**Your task**. Copy the rows below word for word, leaving out the pictures.

-- START OF Material for this exercise --

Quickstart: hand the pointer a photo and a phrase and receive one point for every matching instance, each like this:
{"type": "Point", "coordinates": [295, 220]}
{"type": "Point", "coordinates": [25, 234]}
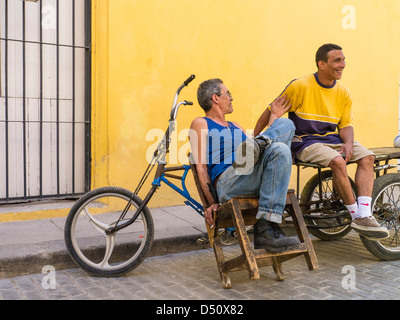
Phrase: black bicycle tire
{"type": "Point", "coordinates": [306, 195]}
{"type": "Point", "coordinates": [76, 209]}
{"type": "Point", "coordinates": [375, 247]}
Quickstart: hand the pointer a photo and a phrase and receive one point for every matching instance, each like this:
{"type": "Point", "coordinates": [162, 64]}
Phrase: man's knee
{"type": "Point", "coordinates": [282, 150]}
{"type": "Point", "coordinates": [338, 163]}
{"type": "Point", "coordinates": [287, 122]}
{"type": "Point", "coordinates": [367, 162]}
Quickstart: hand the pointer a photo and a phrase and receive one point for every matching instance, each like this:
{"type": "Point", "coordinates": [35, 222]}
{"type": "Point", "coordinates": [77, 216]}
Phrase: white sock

-- END OF Material for this exercise --

**Written response**.
Quickstart: hand the pointer a photo and a phrase and receive one point for every matching instance, each like this:
{"type": "Point", "coordinates": [295, 220]}
{"type": "Point", "coordinates": [25, 234]}
Phrase: black bicycle tire
{"type": "Point", "coordinates": [306, 195]}
{"type": "Point", "coordinates": [76, 209]}
{"type": "Point", "coordinates": [375, 247]}
Quickstart: hand the pointer a photo and a phrase and receive one point for every matching instance, each like this:
{"type": "Point", "coordinates": [162, 64]}
Phrase: man's knee
{"type": "Point", "coordinates": [282, 150]}
{"type": "Point", "coordinates": [338, 163]}
{"type": "Point", "coordinates": [287, 122]}
{"type": "Point", "coordinates": [367, 162]}
Quickstart: hand the pointer a photo and a phrase and receive one point for every matching instance, each like this:
{"type": "Point", "coordinates": [35, 222]}
{"type": "Point", "coordinates": [77, 216]}
Phrase: white sock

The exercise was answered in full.